(Extracted records)
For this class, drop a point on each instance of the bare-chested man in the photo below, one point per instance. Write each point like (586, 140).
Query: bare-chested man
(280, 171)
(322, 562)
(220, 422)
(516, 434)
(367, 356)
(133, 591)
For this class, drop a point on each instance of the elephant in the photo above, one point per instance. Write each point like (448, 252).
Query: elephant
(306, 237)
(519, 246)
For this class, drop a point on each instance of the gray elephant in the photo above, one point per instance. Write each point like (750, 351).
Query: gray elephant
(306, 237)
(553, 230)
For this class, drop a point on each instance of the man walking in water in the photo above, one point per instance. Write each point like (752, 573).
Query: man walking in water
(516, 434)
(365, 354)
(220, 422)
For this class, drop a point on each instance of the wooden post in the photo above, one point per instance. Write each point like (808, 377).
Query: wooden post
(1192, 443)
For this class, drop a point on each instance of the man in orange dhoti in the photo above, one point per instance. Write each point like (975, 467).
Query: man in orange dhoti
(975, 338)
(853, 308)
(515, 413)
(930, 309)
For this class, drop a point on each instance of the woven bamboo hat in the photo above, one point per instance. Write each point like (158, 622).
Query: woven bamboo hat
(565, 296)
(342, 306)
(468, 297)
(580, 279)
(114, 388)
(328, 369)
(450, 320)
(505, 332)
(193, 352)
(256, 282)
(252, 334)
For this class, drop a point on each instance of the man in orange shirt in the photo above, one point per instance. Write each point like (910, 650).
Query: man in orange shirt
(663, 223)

==

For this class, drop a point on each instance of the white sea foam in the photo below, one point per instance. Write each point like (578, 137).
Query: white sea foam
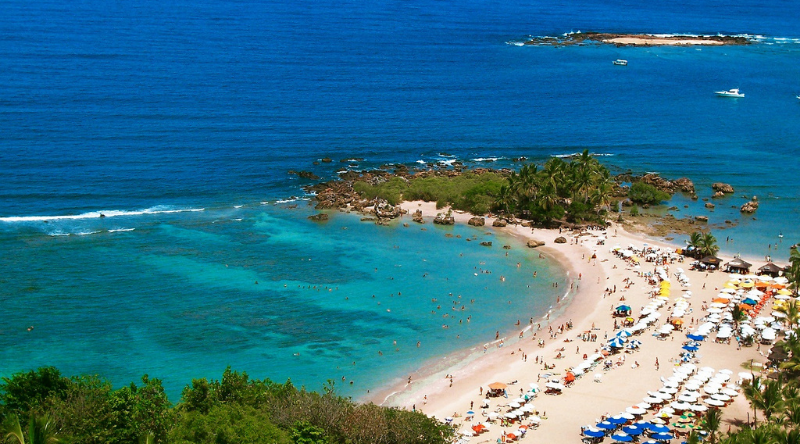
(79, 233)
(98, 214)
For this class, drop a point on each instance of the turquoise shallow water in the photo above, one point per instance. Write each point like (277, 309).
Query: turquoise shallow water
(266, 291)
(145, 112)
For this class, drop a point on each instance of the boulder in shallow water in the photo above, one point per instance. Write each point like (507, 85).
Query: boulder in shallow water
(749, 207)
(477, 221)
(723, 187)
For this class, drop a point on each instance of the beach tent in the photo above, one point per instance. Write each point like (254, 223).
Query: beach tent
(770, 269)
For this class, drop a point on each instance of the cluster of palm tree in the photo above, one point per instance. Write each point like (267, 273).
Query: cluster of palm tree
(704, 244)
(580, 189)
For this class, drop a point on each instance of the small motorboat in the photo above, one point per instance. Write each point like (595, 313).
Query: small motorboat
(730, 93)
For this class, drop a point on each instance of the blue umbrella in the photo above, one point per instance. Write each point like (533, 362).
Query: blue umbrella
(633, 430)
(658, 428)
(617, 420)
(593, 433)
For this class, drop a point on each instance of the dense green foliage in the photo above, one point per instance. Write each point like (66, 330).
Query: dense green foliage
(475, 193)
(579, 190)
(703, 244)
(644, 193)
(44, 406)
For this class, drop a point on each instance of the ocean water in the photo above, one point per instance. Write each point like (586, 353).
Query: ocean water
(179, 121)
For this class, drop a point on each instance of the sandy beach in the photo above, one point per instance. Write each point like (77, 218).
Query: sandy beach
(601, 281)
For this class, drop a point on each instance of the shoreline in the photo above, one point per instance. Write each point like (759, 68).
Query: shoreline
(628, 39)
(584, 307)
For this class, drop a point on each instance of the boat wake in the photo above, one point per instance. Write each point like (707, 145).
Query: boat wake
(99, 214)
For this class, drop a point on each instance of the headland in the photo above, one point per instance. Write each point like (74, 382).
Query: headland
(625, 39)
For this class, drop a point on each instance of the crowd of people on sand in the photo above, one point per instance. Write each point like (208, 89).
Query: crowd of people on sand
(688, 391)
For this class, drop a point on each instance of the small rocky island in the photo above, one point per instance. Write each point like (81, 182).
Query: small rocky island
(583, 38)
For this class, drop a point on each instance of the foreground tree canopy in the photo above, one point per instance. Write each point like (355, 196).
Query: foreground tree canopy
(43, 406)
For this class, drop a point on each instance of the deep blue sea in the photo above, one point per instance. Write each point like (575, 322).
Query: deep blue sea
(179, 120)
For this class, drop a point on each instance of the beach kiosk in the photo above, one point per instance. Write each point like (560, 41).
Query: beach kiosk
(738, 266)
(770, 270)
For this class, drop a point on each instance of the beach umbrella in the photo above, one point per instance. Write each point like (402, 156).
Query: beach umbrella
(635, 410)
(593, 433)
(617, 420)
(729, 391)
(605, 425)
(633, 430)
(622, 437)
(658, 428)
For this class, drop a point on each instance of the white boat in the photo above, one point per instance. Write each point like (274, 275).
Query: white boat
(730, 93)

### Stated problem
List each line of the items above that contains the string "beach". Letter case must match.

### Solution to this task
For this class, drop a point on each instance of the beach tent in the photo above, one point per instance. Write each point like (254, 223).
Query: beach tent
For this class, drop a point on each instance of the sandy beach in the photo above, one point per instance. Write each point like (77, 218).
Query: sandy beach
For this class, drop a point on each instance of the beach kiosk in the photo above, one point per instance. Write each point like (560, 41).
Query: beach kiosk
For this class, drop a point on each instance of the beach umbrella in the photo above, one point per instance. Write each point like (402, 156).
Query: beach umbrella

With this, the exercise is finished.